- [Selected text]:
· · · · · · ·
Minister of Health
- In office 1989–1994
- President: F. W. de Klerk
- Preceded by: Willie van Niekerk
- Succeeded by: Nkosazana Dlamini-Zuma

Personal details
- Born: Elizabeth Hendrina Stapelberg 9 December 1938 (age 87)
- Spouse: H. S. Venter

= Rina Venter =

South African government official

Elizabeth Hendrina Venter (born 9 December 1938), known as Rina Venter, was the
Minister of National Health and Population Development of South Africa, from 1989 to 1994.

Venter graduated from Pretoria University and was a social worker for 20 years. She was elected to the House of Assembly of South Africa for Innesdal. She served in the National Party government of F. W. de Klerk, and was the first woman in South African history to hold a cabinet post. She retired from politics in 1994.

== Desegregation ==
On 17 May 1990, Venter announced that South Africa's health system would begin desegregation. South Africa's 240 state hospitals became available to all races, although with less-than-optimal implementation.
· · · · · · ·
- [Task goal]:
Write the next part of the article on Rina Venter, starting after its last sentence.

- [Collection entries]:
· · · · · · ·
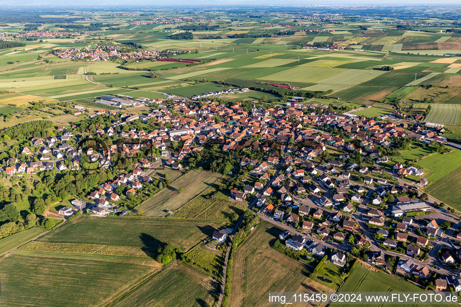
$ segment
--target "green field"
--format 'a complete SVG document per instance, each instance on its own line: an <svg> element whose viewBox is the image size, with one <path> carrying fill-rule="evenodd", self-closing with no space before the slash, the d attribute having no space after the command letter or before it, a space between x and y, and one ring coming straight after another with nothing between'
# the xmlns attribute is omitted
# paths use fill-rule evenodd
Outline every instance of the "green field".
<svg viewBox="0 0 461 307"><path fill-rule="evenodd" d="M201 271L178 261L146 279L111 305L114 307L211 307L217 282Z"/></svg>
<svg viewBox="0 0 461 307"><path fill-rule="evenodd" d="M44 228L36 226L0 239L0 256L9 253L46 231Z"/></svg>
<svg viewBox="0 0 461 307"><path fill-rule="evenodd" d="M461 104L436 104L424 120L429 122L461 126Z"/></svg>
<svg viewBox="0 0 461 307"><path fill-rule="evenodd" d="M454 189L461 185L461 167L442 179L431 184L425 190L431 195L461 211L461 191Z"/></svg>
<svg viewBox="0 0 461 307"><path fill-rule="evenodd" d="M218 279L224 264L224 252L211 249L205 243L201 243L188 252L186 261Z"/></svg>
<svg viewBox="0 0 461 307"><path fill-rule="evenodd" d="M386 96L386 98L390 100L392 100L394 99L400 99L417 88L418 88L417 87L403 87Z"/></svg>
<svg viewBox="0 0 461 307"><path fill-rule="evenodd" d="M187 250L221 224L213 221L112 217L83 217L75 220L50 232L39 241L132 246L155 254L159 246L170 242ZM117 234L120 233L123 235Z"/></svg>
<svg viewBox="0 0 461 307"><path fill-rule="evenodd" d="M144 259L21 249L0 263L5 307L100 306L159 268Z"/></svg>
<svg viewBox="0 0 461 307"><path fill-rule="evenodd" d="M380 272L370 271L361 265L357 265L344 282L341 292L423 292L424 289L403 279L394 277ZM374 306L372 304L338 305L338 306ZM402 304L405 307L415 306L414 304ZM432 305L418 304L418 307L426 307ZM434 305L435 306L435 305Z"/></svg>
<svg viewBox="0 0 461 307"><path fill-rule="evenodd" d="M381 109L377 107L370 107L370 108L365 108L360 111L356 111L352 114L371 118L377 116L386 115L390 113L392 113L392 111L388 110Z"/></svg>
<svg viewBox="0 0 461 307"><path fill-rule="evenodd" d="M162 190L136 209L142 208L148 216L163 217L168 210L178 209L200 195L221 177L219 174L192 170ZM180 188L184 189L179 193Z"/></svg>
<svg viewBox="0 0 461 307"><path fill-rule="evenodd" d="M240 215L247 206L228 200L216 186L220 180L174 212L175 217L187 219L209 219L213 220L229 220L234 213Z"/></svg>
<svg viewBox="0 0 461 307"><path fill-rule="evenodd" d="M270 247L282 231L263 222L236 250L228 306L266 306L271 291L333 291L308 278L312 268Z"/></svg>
· · · · · · ·
- [Response area]:
== Anti-tobacco ==
Under pressure from opposition political parties, Venter publicly committed in 1991 to investigate tobacco legislation. The Apartheid government had vested interests in the tobacco industry, and would therefore be reluctant to introduce restrictions, so she enlisted the help of the civil society Tobacco Action Group, in order to bolster media and public support for anti-smoking efforts.

After consulting with pro- and anti-tobacco lobbyists, Venter decided to introduce the Control of Smoking and Advertising of Tobacco Products Draft Bill, which would give her the power to restrict smoking in certain public places, would make it an offense to sell cigarettes to people under 16, and would further introduce restrictions such as health warnings on advertisements for tobacco products.

The bill reemerged in 1992 as the Tobacco Products Control Bill, and was delayed until 1993 by the government. It was finally approved by Parliament on 17 June 1993.

Venter received recognition for her work to curb tobacco use with an award by the American Cancer Society.

== HIV/AIDS ==
Her department formulated a comprehensive and detailed plan for responding to the nascent AIDS pandemic, which was however hampered by lack of funding. She has criticized her successors for abandoning this plan.